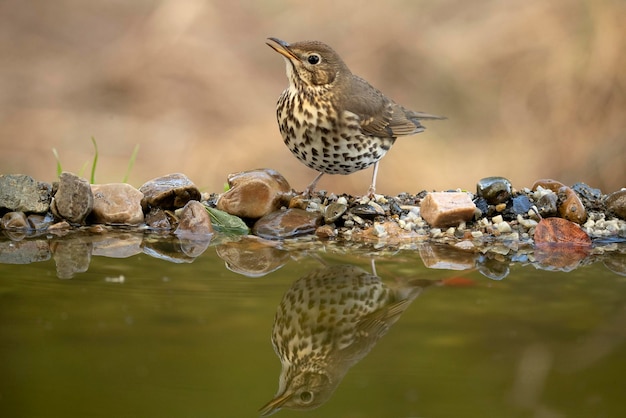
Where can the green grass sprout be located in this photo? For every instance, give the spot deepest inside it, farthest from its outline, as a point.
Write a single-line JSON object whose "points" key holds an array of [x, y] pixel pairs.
{"points": [[131, 163], [95, 161], [56, 157]]}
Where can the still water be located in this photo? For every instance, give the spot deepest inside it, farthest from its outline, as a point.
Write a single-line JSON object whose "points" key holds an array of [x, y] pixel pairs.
{"points": [[154, 336]]}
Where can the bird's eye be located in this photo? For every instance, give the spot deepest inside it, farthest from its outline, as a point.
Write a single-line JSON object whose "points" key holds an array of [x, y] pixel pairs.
{"points": [[306, 397], [313, 59]]}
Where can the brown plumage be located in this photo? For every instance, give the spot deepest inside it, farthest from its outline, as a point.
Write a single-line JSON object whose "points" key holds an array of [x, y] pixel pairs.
{"points": [[332, 120], [326, 323]]}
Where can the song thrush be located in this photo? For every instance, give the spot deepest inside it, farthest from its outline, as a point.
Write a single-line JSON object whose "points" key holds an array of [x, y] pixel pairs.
{"points": [[326, 323], [332, 120]]}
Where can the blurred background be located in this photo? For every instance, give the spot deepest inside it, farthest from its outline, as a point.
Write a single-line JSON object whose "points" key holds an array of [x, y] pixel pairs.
{"points": [[531, 89]]}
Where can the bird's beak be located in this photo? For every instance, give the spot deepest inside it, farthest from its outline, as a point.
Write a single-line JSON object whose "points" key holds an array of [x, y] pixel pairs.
{"points": [[282, 48], [275, 404]]}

Exercise prompt » Your task is to return every entry exactly as it was written, with the pictures removed.

Solution to the problem »
Where can the green grass sprout be located in this photo? For every instance, give the spot deepest inside it, farthest from its outline, as a point.
Write a single-line JSON object whose "points" key holds an array of [x, y] pixel pairs.
{"points": [[131, 163], [95, 161], [56, 157]]}
Where can the still water be located in this photo? For every instance, give the spot deepest inside it, farthest from its outline, as a point.
Write a single-line JSON object whose "points" key holds an array of [x, y] pixel pairs.
{"points": [[154, 336]]}
Where can the bird's eye be located in this photo? For every instance, give the spot deepest inside it, farthest from its outline, as a point.
Write a single-line JSON object whose "points" key holds an array of [x, y] pixel pairs.
{"points": [[306, 397], [313, 59]]}
Where can the brown plumage be located in this photo? For every instance, give the spot deepest inside it, farthest from its outline, as a point.
Write a single-line JSON object whose "points" key holds an array of [x, y] pixel pairs.
{"points": [[332, 120], [326, 323]]}
Where can the song thrush be located in this photo? For every instance, give the spot deepest inside it, farthest from its outline, as a point.
Write a single-line JSON object whose "points" key holds an array of [x, y] pixel pairs.
{"points": [[326, 323], [332, 120]]}
Where can the blurred background be located in this photo? For every instance, give the spot deepest inside it, farthest from its outline, as a point.
Write a single-line JSON object whose "points" key holds an array of [x, y] pixel pairs.
{"points": [[531, 89]]}
Where can the bird's beak be located in this photo? For every instance, give the spot deepest inside it, farthest from its outline, as a point.
Write a single-line JSON object whose "points" key holds an array of [x, y] pixel pairs.
{"points": [[282, 48], [275, 404]]}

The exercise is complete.